● TASK INSTRUCTIONS
Can you write out again every line of the records in the stretch from the line containing "of the floral" through the line containing "Query: standing woman with blonde hair", shifting each answer coordinate up by 122 and leaving the sample coordinates in the POST lines unchanged?

● SUPPLIED ENTRIES
_ _ _ _ _
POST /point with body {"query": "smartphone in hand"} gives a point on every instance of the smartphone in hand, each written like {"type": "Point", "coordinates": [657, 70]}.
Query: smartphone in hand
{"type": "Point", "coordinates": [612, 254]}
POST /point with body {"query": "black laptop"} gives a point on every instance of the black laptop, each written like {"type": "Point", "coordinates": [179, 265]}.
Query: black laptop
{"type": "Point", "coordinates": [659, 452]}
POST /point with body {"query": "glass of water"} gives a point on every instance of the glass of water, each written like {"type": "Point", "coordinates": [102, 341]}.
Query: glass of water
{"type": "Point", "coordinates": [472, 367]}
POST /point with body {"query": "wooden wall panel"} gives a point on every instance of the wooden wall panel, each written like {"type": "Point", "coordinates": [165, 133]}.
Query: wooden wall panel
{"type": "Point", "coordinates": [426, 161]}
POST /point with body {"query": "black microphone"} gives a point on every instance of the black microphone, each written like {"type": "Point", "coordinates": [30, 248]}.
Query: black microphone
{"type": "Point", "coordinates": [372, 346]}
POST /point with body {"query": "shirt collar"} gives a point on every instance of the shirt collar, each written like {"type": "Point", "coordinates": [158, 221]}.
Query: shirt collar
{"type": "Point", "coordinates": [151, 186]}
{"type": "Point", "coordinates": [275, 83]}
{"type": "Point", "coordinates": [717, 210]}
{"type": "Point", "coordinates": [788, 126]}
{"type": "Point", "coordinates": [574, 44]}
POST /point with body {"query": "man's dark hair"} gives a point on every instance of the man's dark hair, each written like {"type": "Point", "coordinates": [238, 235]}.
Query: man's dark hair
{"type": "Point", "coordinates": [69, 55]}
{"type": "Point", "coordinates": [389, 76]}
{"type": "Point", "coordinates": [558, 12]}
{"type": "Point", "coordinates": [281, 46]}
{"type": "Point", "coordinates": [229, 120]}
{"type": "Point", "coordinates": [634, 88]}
_ _ _ _ _
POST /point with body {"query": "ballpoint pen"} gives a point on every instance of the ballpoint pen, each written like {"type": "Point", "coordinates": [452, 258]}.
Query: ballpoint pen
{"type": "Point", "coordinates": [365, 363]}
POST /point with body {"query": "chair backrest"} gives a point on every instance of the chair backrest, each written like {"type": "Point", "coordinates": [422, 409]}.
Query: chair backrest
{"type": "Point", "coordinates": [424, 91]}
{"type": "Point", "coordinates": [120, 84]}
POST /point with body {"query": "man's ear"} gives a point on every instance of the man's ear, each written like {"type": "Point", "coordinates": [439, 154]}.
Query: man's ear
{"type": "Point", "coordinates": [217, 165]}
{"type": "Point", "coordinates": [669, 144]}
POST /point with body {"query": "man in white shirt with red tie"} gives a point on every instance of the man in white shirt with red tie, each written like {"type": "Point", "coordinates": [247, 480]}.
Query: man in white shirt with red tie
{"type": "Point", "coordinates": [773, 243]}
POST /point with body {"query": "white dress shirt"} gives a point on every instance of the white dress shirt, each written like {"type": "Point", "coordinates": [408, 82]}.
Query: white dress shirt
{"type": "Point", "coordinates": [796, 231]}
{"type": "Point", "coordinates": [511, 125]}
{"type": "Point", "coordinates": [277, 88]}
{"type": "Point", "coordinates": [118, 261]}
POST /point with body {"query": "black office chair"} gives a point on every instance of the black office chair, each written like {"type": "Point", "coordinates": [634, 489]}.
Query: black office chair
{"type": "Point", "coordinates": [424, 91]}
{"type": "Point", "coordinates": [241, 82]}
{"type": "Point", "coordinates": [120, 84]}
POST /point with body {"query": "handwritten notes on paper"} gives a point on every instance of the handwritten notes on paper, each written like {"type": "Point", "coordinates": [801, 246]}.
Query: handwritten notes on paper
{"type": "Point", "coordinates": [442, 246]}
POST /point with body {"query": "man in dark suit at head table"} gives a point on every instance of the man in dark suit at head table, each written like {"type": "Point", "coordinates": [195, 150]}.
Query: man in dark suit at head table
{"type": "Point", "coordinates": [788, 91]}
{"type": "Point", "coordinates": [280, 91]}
_ _ _ _ _
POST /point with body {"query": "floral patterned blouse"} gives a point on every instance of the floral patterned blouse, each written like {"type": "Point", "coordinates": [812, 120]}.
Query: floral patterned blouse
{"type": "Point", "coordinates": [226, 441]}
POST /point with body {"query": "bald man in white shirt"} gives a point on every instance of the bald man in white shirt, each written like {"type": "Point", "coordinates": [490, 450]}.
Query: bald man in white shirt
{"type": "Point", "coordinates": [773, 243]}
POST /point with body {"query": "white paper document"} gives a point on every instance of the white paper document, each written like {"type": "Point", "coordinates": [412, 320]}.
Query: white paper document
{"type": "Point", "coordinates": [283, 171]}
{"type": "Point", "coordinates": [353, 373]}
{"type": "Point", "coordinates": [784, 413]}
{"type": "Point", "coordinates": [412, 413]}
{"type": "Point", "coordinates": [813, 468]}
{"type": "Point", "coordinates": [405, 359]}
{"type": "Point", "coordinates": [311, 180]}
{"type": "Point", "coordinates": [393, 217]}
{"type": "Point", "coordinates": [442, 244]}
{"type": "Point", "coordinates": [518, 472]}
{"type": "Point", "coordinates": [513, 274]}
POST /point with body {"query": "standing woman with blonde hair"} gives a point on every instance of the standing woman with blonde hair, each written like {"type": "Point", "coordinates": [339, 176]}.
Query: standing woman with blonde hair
_ _ _ _ _
● EXERCISE SOLUTION
POST /point with body {"query": "floral patterned blouse"} gives a point on every instance of the floral patterned blouse, each written like {"type": "Point", "coordinates": [812, 120]}.
Query: floral patterned blouse
{"type": "Point", "coordinates": [348, 563]}
POST /point with body {"query": "bald man in white shirt"} gives a point on every instance of the bald man in white shirt, each written like {"type": "Point", "coordinates": [490, 450]}.
Query: bald man in white shirt
{"type": "Point", "coordinates": [895, 365]}
POST /point with body {"query": "white paper document"} gives a point on every instance of the white paper document, each written like {"type": "Point", "coordinates": [412, 320]}.
Query: white paper document
{"type": "Point", "coordinates": [405, 293]}
{"type": "Point", "coordinates": [475, 495]}
{"type": "Point", "coordinates": [906, 535]}
{"type": "Point", "coordinates": [534, 535]}
{"type": "Point", "coordinates": [935, 590]}
{"type": "Point", "coordinates": [527, 481]}
{"type": "Point", "coordinates": [433, 302]}
{"type": "Point", "coordinates": [515, 339]}
{"type": "Point", "coordinates": [564, 366]}
{"type": "Point", "coordinates": [640, 594]}
{"type": "Point", "coordinates": [635, 396]}
POST /point with body {"query": "standing woman with blonde hair"} gives a point on every instance of the standing woman with blonde hair, each written like {"type": "Point", "coordinates": [339, 176]}.
Query: standing woman with blonde hair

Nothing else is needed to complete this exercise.